Copy, word for word, the line containing "[find] the lit" and each line that follows it in the entries below; pictures do not belong in the copy.

▶ **Saved entries**
--*--

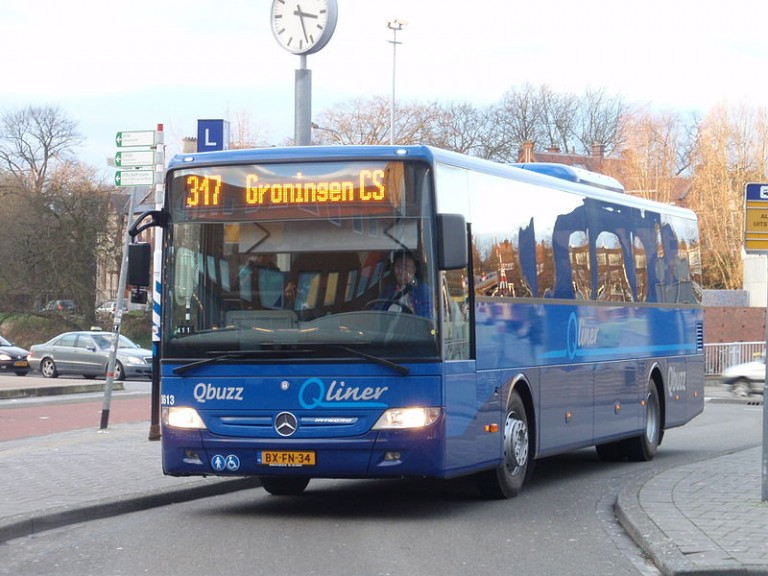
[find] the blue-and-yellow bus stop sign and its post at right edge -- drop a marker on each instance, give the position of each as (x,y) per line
(756,242)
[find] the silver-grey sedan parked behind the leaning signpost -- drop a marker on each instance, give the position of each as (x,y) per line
(87,353)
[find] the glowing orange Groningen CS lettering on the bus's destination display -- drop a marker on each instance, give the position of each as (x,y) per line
(369,188)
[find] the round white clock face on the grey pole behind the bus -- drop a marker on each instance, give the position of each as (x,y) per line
(303,26)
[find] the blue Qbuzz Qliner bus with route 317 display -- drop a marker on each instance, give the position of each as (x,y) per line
(543,311)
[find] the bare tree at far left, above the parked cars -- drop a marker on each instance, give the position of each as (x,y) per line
(54,210)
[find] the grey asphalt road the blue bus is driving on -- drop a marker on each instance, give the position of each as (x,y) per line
(562,523)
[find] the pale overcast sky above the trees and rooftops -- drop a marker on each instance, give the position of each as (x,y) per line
(118,66)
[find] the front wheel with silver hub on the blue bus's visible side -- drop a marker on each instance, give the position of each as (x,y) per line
(508,478)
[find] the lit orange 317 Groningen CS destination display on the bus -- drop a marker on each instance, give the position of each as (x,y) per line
(210,190)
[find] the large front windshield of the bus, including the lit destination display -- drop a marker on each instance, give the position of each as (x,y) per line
(292,260)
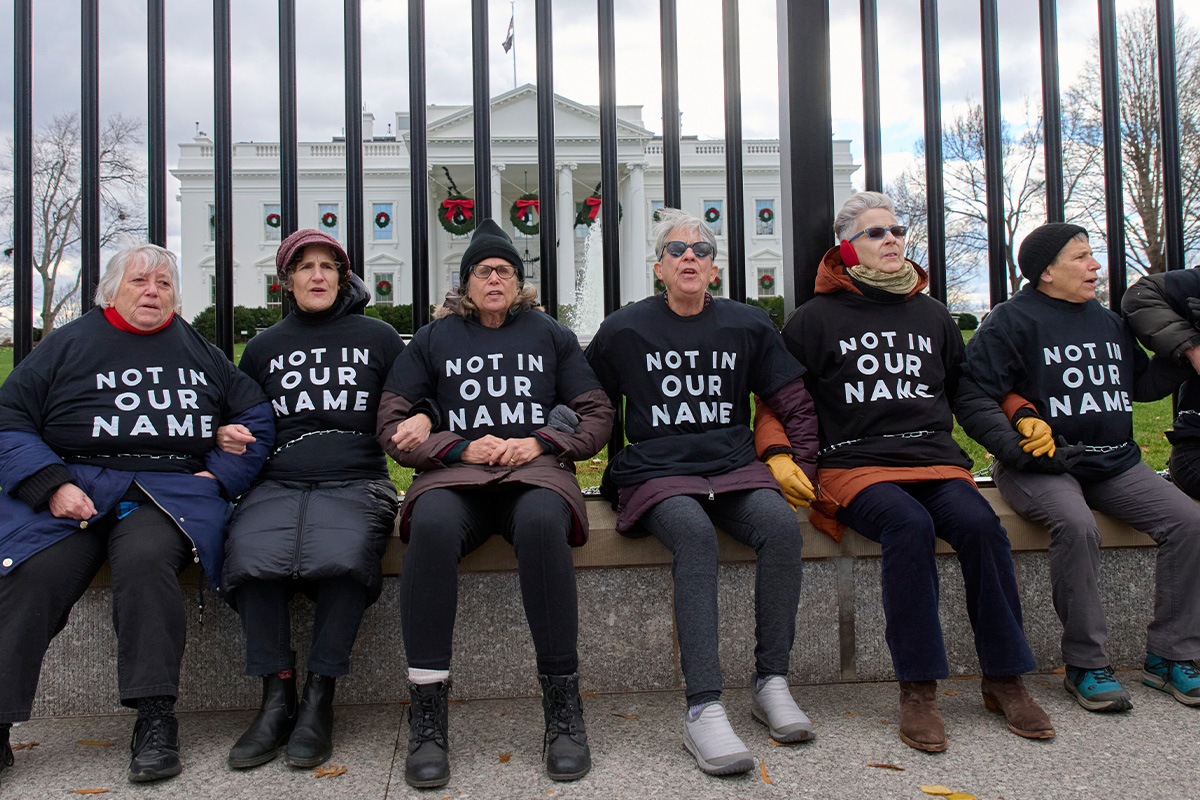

--*--

▶ **Exercise output**
[find] the lit orange 317 Groningen CS destination display on the bus -- drop a marker on each instance, give the position of each as (x,y) per line
(210,190)
[find] the large front windshield of the bus, including the lit destination display -- drop a marker on each instance, give the position of each as (x,y) per line
(292,260)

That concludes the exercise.